> Data for the task
________________________

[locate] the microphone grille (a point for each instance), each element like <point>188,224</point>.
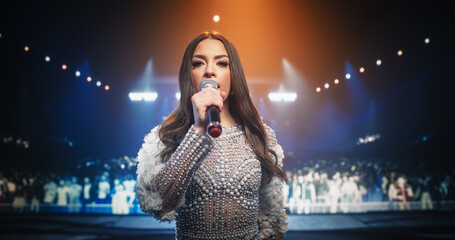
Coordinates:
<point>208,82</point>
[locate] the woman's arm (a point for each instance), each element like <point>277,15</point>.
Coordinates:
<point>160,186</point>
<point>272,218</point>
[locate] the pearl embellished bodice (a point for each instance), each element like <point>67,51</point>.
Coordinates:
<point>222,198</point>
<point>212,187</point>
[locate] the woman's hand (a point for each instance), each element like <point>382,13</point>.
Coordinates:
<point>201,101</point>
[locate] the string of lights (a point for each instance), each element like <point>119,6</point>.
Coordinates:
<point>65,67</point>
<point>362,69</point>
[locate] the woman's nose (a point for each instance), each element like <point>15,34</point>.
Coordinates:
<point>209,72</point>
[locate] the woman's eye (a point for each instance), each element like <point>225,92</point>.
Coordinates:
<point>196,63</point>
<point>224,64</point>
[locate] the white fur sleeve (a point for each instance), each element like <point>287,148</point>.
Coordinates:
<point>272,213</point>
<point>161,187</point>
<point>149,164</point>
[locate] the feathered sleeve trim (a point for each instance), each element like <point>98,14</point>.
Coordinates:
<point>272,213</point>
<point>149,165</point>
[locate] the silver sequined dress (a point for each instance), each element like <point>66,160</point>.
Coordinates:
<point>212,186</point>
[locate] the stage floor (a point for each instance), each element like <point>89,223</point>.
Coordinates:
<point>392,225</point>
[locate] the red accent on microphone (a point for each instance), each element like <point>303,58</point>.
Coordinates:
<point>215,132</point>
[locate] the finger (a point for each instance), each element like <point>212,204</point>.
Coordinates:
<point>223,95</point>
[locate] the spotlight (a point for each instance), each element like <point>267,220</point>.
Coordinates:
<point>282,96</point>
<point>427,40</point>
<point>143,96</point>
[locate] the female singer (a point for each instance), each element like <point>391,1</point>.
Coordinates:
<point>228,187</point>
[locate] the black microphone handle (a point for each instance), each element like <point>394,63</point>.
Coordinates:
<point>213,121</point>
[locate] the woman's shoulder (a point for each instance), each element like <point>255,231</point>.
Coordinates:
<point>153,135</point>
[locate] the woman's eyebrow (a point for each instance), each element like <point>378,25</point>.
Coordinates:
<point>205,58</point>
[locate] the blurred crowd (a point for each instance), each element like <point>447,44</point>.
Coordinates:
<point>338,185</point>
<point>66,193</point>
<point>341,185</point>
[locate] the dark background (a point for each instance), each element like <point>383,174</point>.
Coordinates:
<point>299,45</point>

________________________

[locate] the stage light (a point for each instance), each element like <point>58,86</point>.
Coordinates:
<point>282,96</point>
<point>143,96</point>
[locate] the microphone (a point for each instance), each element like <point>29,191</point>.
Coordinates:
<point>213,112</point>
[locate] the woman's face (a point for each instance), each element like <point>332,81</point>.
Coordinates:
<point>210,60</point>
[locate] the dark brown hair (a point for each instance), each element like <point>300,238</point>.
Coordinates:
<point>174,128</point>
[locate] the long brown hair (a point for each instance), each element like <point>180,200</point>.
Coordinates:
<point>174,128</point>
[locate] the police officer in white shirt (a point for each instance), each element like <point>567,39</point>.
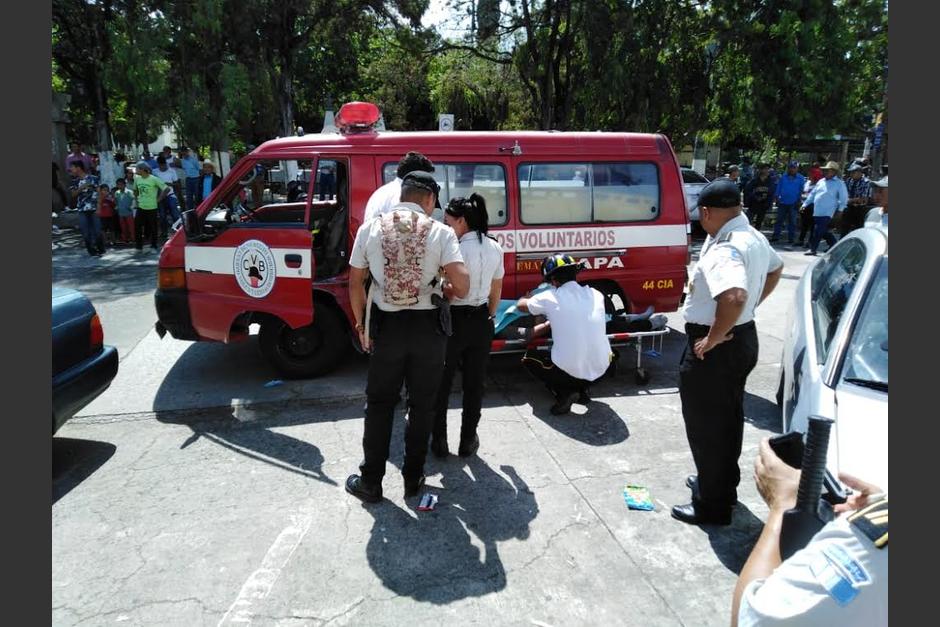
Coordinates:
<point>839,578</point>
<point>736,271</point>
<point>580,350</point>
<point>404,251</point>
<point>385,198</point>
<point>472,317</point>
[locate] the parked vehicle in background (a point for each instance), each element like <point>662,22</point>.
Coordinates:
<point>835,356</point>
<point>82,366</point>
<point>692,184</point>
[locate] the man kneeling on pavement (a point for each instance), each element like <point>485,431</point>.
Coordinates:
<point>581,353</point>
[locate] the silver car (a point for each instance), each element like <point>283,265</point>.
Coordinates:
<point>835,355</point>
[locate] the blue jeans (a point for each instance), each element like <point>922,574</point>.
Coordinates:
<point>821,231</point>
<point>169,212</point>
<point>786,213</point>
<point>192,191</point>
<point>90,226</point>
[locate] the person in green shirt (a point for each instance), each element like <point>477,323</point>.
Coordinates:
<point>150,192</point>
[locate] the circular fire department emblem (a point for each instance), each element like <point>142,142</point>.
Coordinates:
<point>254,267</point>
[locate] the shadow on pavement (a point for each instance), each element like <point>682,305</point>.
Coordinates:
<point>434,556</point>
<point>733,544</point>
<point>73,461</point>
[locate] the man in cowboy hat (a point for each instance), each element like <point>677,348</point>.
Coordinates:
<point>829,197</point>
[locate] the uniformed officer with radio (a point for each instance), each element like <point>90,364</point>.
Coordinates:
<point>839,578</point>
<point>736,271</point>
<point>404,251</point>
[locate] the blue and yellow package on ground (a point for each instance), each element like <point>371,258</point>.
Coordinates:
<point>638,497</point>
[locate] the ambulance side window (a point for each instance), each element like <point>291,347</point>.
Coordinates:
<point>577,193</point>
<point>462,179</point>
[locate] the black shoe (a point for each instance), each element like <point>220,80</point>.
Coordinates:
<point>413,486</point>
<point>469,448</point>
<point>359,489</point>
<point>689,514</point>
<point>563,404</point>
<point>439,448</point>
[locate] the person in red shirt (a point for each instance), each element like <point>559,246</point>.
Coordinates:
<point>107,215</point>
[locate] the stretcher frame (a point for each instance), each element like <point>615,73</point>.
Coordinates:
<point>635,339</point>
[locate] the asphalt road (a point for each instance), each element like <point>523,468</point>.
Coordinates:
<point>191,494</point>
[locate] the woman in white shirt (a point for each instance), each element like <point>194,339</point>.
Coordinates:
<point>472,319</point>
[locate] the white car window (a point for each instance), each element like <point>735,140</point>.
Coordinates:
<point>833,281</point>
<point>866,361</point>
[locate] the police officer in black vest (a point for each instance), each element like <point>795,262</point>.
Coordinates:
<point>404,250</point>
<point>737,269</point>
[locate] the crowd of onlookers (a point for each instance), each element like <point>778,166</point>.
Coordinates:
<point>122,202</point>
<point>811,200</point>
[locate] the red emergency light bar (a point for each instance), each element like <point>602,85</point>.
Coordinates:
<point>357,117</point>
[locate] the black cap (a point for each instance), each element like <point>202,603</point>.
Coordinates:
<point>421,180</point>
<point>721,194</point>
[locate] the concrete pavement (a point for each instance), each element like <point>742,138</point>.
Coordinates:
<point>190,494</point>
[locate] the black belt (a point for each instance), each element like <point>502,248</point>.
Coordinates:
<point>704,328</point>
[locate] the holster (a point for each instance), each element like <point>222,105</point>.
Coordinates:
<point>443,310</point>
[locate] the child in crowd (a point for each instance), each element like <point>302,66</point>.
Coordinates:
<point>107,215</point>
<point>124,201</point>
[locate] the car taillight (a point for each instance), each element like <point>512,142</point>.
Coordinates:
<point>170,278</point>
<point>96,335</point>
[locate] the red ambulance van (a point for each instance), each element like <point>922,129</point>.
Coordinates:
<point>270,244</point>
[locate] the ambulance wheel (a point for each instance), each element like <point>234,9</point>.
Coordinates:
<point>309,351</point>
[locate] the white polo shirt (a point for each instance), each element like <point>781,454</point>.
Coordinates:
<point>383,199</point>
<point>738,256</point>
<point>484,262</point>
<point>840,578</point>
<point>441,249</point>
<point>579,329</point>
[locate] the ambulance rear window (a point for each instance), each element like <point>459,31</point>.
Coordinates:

________________________

> Exercise aim
Arrange the entries between the lines holding "[locate] the microphone grille" and "<point>201,101</point>", inclusive, as a two-column CSV headed instruction and coordinates, one row per entry, with each field quoted and any line breaks within a field turned into spaces. Omit the pictures.

> Task answer
instruction,coordinates
"[locate] the microphone grille (a point for each instance), each element like <point>188,224</point>. Coordinates:","<point>208,82</point>"
"[locate] the woman's arm (a point for each instance), each element like <point>277,15</point>. Coordinates:","<point>160,186</point> <point>272,218</point>"
"[locate] the pearl embellished bodice (a point for each instance), each element like <point>67,51</point>. Coordinates:","<point>222,198</point> <point>212,187</point>"
"[locate] the woman's hand (a point for each instance), each element like <point>382,13</point>. Coordinates:","<point>201,101</point>"